┌─ PAGE EXCERPT

Jutta Gerta Armgard von Ditfurth (born 29 September 1951) is a German sociologist, writer, and radical ecologist politician. Born into the noble house of Ditfurth, members of which had been noble ministeriales invested with hereditary administrative titles and offices in various regions of today's Saxony-Anhalt and Lower Saxony and elsewhere in the Holy Roman Empire, a daughter of the German physician and science journalist Hoimar von Ditfurth and a sister of the historian Christian von Ditfurth, in 1978 she attempted to have her name legally changed to remove the nobiliary particle "von" and to become the plainer Jutta Ditfurth, but was refused the change by the authorities. She is nonetheless known throughout Germany by her adopted non-noble name, which she prefers.
Early life
Ditfurth studied art history, sociology, political science, economic history, and philosophy in Germany, Scotland, and the US, at the universities of Heidelberg, Hamburg, Freiburg, Glasgow, Detroit, and Bielefeld, graduating as a sociologist in 1977. After her final graduation, she worked as a sociologist, journalist, and writer, and also as a shift worker.

└─
┌─ INFORMATION SUPPLIED

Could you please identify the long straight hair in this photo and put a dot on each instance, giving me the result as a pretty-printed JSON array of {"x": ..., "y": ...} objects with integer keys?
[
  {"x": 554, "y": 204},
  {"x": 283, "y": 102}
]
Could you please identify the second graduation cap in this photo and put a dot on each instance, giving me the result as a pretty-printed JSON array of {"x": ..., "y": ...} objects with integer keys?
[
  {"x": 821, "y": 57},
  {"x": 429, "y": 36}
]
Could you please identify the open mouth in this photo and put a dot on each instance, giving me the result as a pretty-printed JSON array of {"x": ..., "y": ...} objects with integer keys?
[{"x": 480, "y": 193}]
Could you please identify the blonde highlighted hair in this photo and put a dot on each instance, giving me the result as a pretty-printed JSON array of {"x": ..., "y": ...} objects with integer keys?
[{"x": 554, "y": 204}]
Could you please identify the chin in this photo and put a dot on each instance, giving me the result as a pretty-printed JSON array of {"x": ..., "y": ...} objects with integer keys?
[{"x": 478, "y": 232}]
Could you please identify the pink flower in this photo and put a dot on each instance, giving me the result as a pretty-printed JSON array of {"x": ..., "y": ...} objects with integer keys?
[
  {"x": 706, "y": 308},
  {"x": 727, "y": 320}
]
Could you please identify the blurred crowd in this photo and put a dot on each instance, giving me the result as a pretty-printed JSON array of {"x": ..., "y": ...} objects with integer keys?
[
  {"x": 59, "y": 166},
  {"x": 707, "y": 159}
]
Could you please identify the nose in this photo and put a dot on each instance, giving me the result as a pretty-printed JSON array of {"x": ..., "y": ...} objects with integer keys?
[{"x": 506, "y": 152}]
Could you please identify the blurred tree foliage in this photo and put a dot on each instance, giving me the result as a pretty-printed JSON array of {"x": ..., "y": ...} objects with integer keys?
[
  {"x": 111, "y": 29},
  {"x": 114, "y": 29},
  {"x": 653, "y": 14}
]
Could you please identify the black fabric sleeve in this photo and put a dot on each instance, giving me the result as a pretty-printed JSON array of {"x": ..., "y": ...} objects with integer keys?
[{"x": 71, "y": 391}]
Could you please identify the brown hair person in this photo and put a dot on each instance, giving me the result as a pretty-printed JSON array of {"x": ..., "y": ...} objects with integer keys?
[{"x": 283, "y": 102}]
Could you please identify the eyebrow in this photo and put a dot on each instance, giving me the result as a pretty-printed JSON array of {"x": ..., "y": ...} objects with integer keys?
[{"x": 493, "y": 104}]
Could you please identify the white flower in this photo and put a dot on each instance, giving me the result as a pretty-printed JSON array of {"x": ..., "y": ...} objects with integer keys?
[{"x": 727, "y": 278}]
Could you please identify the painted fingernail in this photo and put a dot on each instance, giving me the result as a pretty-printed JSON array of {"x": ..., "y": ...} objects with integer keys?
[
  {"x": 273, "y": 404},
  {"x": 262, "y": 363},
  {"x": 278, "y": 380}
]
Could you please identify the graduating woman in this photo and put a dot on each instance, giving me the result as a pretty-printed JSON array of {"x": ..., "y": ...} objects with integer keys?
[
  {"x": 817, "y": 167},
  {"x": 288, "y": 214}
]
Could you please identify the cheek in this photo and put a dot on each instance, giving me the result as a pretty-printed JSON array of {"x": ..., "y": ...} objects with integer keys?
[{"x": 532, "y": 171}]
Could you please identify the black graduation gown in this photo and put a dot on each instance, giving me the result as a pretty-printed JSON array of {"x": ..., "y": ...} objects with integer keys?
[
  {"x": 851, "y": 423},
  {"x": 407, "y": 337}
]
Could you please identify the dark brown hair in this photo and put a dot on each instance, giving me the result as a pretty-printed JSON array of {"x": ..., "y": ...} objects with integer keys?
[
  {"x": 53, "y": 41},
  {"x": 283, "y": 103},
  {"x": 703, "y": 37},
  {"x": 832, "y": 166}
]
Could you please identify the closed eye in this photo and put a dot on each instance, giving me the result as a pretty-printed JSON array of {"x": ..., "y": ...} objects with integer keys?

└─

*THE TASKS*
• a. Answer these questions from the biographical passage on Jutta Ditfurth:
(i) In what year did she try to have her name legally changed?
(ii) What two professions does the passage give for her father?
(iii) In what year did she graduate as a sociologist?
• b. Write the next part of the biographical passage on Jutta Ditfurth, picking up after its final sentence.

*RESPONSES FOR EACH TASK*
• a.
(i) 1978
(ii) Physician and science journalist
(iii) 1977

• b.
Politics
Ditfurth has been politically active within the New Left since the early 1970s, joining internationalist and feminist groups, as well as participating in the nascent Green and anti-nuclear movement. In 1980, she became member of the newly founded German Green Party and from 1984 till 1988 she was one of the three party leaders. In December 1988 the national convention ("Bundesdelegiertenkonferenz") of the party voted with 214 to 186 delegates to end Ditfurths leadership. Towards the late 1980s, she became highly critical of the subsequent trajectory of the German Green Party, which she described as counterrevolutionary, hierarchical, and nepotistic; she left the Greens in 1991.